In August, Matilde Lalin wrote a guest post on Terry Tao’s blog about attending conferences with young children focused on the options for nursing mothers. The three main options she identifies are: travel with a caretaker, hire a caretaker at the conference location, or leave the child at home and pump. (The fourth option, not going to the conference at all, is one many families end up choosing, as Kate Owens mentions in the comments, but can come at a cost of opportunities for collaboration and networking.)
In addition to the financial considerations for each option, Lalin writes about scheduling and other logistical concerns, including the choices parents have to make about what to skip when they attend a conference with a child. She includes practical suggestions for conference organizers about how to make conferences easier for nursing mothers and links to several organizations that are helping support academic parents. Of course, many of her suggestions also apply to parents who are traveling with kids but not breastfeeding.

Provided data
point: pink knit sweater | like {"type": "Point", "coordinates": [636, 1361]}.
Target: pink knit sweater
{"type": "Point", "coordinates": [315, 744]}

Instruction 1
In the passage on conferences with young children, why can skipping a conference altogether come at a cost? Answer in one to three sentences.
Instruction 2
Can you give the conference passage again from "In addition to" up to and including "but not breastfeeding.", swapping "organizations" for "groups"?
The material stands apart from the passage on conferences with young children.

Exercise result 1
Staying home from a conference can cost a parent opportunities for collaboration and networking.

Exercise result 2
In addition to the financial considerations for each option, Lalin writes about scheduling and other logistical concerns, including the choices parents have to make about what to skip when they attend a conference with a child. She includes practical suggestions for conference organizers about how to make conferences easier for nursing mothers and links to several groups that are helping support academic parents. Of course, many of her suggestions also apply to parents who are traveling with kids but not breastfeeding.